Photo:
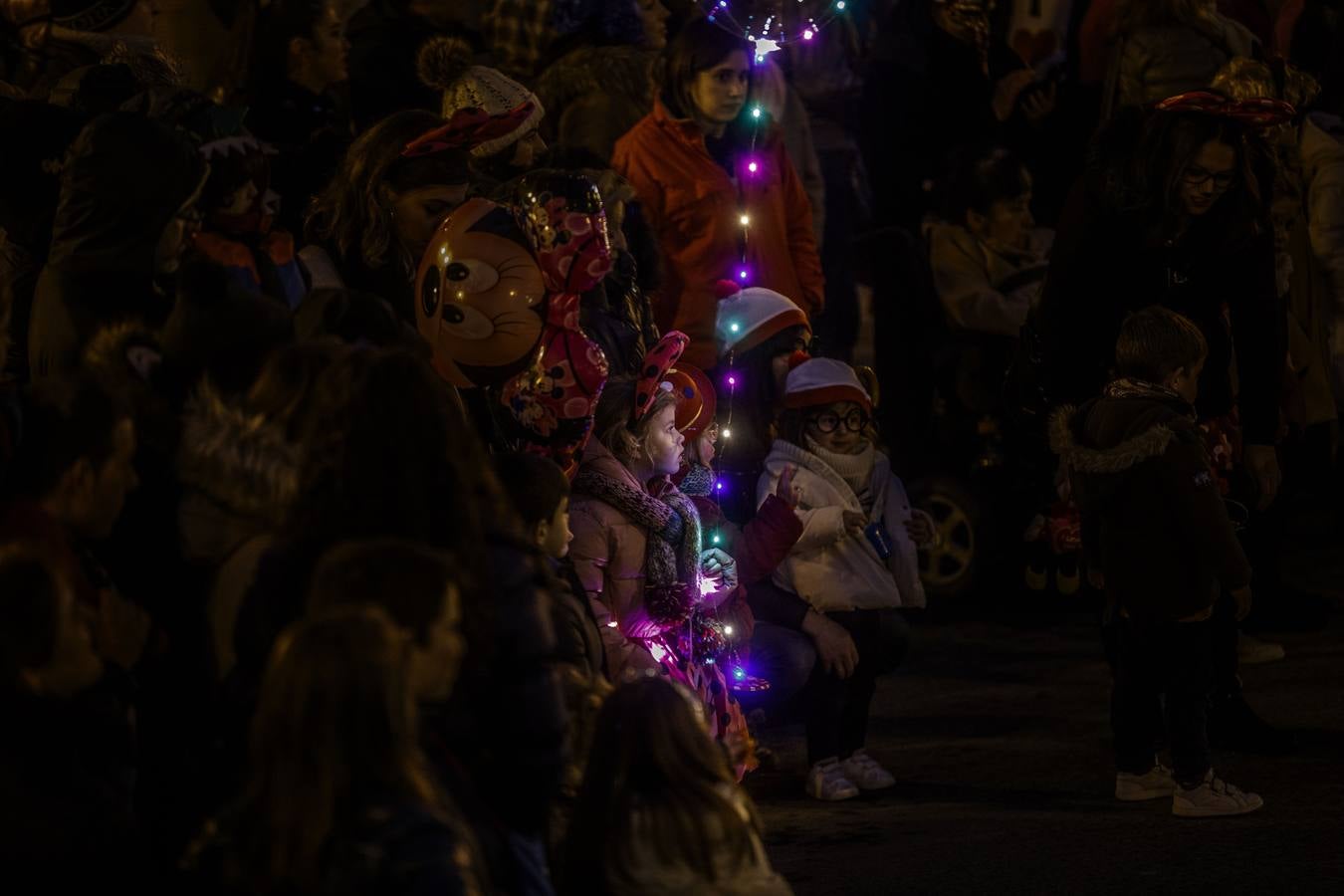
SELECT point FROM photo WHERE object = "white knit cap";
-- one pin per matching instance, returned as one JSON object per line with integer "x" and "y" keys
{"x": 752, "y": 316}
{"x": 444, "y": 64}
{"x": 824, "y": 380}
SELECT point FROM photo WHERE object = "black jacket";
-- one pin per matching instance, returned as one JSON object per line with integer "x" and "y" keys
{"x": 1153, "y": 519}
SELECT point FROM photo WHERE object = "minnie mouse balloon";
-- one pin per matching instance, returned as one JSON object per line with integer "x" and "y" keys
{"x": 480, "y": 297}
{"x": 553, "y": 402}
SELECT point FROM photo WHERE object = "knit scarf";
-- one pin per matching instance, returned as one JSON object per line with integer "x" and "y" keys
{"x": 855, "y": 469}
{"x": 1140, "y": 388}
{"x": 698, "y": 481}
{"x": 672, "y": 553}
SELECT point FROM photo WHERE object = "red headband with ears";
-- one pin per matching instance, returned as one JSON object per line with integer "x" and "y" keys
{"x": 1258, "y": 112}
{"x": 657, "y": 361}
{"x": 467, "y": 129}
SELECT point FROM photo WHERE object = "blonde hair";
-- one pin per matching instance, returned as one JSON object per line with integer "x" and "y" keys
{"x": 611, "y": 425}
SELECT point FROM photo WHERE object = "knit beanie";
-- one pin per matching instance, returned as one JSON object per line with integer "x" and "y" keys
{"x": 824, "y": 380}
{"x": 445, "y": 64}
{"x": 749, "y": 318}
{"x": 695, "y": 399}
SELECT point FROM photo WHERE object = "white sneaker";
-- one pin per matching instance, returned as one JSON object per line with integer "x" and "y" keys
{"x": 1252, "y": 650}
{"x": 1153, "y": 784}
{"x": 1216, "y": 796}
{"x": 864, "y": 772}
{"x": 828, "y": 782}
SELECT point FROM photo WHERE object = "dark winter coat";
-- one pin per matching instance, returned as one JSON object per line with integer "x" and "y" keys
{"x": 125, "y": 179}
{"x": 1105, "y": 265}
{"x": 66, "y": 776}
{"x": 311, "y": 131}
{"x": 1152, "y": 511}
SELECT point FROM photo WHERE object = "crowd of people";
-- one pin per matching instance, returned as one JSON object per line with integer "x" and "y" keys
{"x": 429, "y": 437}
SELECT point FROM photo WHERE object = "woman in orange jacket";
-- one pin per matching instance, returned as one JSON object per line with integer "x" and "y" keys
{"x": 722, "y": 210}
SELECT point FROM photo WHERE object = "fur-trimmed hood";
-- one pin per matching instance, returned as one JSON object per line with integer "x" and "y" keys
{"x": 615, "y": 69}
{"x": 239, "y": 470}
{"x": 1066, "y": 441}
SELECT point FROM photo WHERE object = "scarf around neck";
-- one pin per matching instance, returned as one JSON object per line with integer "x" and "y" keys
{"x": 672, "y": 553}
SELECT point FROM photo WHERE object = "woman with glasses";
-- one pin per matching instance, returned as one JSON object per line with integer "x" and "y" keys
{"x": 853, "y": 564}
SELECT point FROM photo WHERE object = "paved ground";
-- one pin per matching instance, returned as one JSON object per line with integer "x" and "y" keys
{"x": 998, "y": 734}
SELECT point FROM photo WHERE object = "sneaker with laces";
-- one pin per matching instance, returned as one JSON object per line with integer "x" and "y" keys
{"x": 866, "y": 773}
{"x": 828, "y": 782}
{"x": 1153, "y": 784}
{"x": 1214, "y": 798}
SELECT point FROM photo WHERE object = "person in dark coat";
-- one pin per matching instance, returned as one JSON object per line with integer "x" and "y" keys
{"x": 1156, "y": 530}
{"x": 295, "y": 105}
{"x": 123, "y": 220}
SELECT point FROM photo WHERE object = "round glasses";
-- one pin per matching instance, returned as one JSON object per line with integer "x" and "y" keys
{"x": 826, "y": 422}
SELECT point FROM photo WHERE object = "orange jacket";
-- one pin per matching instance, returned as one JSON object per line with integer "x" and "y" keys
{"x": 694, "y": 207}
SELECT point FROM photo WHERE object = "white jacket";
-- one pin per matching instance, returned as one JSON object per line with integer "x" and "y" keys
{"x": 828, "y": 567}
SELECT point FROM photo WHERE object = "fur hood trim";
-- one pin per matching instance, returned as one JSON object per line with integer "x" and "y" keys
{"x": 618, "y": 70}
{"x": 1063, "y": 441}
{"x": 239, "y": 460}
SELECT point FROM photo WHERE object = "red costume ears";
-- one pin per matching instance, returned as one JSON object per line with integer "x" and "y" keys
{"x": 657, "y": 361}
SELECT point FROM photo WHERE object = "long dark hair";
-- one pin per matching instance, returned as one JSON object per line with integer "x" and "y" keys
{"x": 334, "y": 733}
{"x": 657, "y": 782}
{"x": 1168, "y": 142}
{"x": 355, "y": 211}
{"x": 699, "y": 47}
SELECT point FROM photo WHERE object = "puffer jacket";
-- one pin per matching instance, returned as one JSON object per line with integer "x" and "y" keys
{"x": 829, "y": 568}
{"x": 1160, "y": 62}
{"x": 607, "y": 553}
{"x": 1153, "y": 519}
{"x": 694, "y": 207}
{"x": 239, "y": 474}
{"x": 594, "y": 95}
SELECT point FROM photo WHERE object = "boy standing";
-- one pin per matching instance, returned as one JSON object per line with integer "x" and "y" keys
{"x": 1156, "y": 528}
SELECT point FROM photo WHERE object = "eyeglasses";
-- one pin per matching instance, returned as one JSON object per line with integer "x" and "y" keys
{"x": 828, "y": 422}
{"x": 1197, "y": 176}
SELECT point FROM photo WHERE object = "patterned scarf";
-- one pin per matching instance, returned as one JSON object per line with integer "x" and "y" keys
{"x": 1139, "y": 388}
{"x": 672, "y": 557}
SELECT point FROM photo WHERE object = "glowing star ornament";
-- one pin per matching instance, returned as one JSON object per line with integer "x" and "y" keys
{"x": 764, "y": 47}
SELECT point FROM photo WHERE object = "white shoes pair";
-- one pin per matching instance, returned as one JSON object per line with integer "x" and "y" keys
{"x": 1213, "y": 798}
{"x": 832, "y": 780}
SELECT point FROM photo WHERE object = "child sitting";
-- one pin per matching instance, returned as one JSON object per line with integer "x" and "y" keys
{"x": 660, "y": 811}
{"x": 637, "y": 547}
{"x": 990, "y": 260}
{"x": 853, "y": 564}
{"x": 237, "y": 231}
{"x": 760, "y": 546}
{"x": 1158, "y": 530}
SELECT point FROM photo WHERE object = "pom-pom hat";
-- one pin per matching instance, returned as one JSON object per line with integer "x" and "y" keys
{"x": 749, "y": 318}
{"x": 446, "y": 64}
{"x": 824, "y": 380}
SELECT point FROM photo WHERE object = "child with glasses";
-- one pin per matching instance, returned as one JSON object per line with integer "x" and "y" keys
{"x": 855, "y": 564}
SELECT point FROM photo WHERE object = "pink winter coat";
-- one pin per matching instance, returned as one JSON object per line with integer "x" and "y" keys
{"x": 607, "y": 554}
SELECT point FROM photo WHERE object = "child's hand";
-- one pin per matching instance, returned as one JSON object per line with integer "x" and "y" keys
{"x": 922, "y": 530}
{"x": 853, "y": 523}
{"x": 785, "y": 491}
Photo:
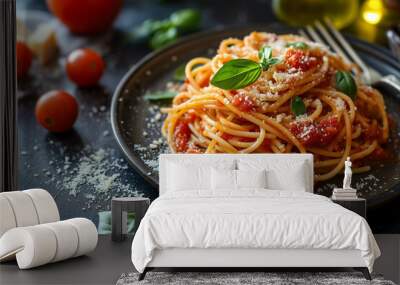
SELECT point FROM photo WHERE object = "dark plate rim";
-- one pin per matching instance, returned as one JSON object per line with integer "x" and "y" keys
{"x": 379, "y": 52}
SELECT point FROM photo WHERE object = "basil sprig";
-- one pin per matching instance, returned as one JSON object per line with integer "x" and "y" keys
{"x": 345, "y": 83}
{"x": 298, "y": 45}
{"x": 236, "y": 74}
{"x": 160, "y": 95}
{"x": 239, "y": 73}
{"x": 298, "y": 107}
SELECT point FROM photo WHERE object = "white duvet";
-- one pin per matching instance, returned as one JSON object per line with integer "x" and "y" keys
{"x": 250, "y": 219}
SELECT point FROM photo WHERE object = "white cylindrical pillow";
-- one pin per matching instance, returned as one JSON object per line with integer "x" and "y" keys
{"x": 7, "y": 218}
{"x": 33, "y": 246}
{"x": 40, "y": 244}
{"x": 67, "y": 240}
{"x": 23, "y": 208}
{"x": 87, "y": 235}
{"x": 45, "y": 205}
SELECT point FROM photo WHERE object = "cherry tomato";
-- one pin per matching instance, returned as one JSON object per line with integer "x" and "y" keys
{"x": 56, "y": 111}
{"x": 85, "y": 67}
{"x": 85, "y": 16}
{"x": 24, "y": 59}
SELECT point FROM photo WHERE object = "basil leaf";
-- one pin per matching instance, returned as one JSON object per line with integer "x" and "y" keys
{"x": 236, "y": 74}
{"x": 265, "y": 53}
{"x": 163, "y": 38}
{"x": 104, "y": 226}
{"x": 160, "y": 95}
{"x": 345, "y": 83}
{"x": 179, "y": 74}
{"x": 298, "y": 45}
{"x": 297, "y": 106}
{"x": 186, "y": 20}
{"x": 269, "y": 62}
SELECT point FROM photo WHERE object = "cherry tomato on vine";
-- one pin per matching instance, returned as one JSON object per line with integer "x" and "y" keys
{"x": 85, "y": 67}
{"x": 57, "y": 111}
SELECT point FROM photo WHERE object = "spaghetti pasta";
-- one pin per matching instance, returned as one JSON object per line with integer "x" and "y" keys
{"x": 260, "y": 118}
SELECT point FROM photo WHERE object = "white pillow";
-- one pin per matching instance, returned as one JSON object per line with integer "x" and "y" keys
{"x": 282, "y": 174}
{"x": 294, "y": 180}
{"x": 251, "y": 178}
{"x": 223, "y": 179}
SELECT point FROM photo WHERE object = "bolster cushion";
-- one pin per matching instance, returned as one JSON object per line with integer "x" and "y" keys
{"x": 40, "y": 244}
{"x": 26, "y": 208}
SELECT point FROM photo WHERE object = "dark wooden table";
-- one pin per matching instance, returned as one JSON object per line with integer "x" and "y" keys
{"x": 53, "y": 161}
{"x": 102, "y": 266}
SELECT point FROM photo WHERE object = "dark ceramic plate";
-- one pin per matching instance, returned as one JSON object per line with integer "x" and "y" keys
{"x": 136, "y": 124}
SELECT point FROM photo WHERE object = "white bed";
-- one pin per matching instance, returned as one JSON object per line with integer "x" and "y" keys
{"x": 205, "y": 226}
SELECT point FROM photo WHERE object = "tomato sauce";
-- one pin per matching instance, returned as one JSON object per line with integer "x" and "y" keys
{"x": 243, "y": 103}
{"x": 311, "y": 134}
{"x": 298, "y": 59}
{"x": 182, "y": 136}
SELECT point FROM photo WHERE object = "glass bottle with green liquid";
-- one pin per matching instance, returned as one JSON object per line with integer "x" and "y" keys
{"x": 305, "y": 12}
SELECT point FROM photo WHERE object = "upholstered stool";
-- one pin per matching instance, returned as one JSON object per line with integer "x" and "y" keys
{"x": 31, "y": 233}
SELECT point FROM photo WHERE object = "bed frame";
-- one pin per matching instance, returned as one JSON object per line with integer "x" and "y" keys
{"x": 246, "y": 259}
{"x": 260, "y": 259}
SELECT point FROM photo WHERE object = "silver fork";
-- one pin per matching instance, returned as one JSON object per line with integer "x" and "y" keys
{"x": 328, "y": 35}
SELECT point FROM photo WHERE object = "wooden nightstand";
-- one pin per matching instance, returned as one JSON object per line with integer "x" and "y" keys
{"x": 358, "y": 205}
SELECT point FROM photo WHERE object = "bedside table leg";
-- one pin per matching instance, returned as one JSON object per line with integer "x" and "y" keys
{"x": 364, "y": 271}
{"x": 143, "y": 274}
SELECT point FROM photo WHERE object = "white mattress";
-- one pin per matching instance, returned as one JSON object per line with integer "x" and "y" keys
{"x": 256, "y": 218}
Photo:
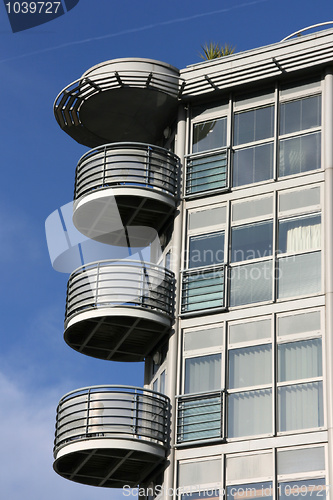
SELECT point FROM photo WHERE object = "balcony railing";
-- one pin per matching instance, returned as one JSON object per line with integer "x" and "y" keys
{"x": 127, "y": 164}
{"x": 67, "y": 103}
{"x": 203, "y": 289}
{"x": 200, "y": 417}
{"x": 128, "y": 283}
{"x": 118, "y": 412}
{"x": 122, "y": 99}
{"x": 207, "y": 172}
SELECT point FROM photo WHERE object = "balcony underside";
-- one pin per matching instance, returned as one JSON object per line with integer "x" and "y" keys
{"x": 120, "y": 114}
{"x": 96, "y": 212}
{"x": 110, "y": 463}
{"x": 118, "y": 333}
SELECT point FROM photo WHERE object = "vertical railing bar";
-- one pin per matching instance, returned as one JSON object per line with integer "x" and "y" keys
{"x": 97, "y": 283}
{"x": 104, "y": 166}
{"x": 88, "y": 411}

+++

# [Anweisung]
Zähle die Zeilen der Einträge oben, in denen die Zeichenfolge „child“ vorkommt, und achte dabei auf Groß- und Kleinschreibung. Nenne nur die Anzahl.

# [Antwort zur Aufgabe]
3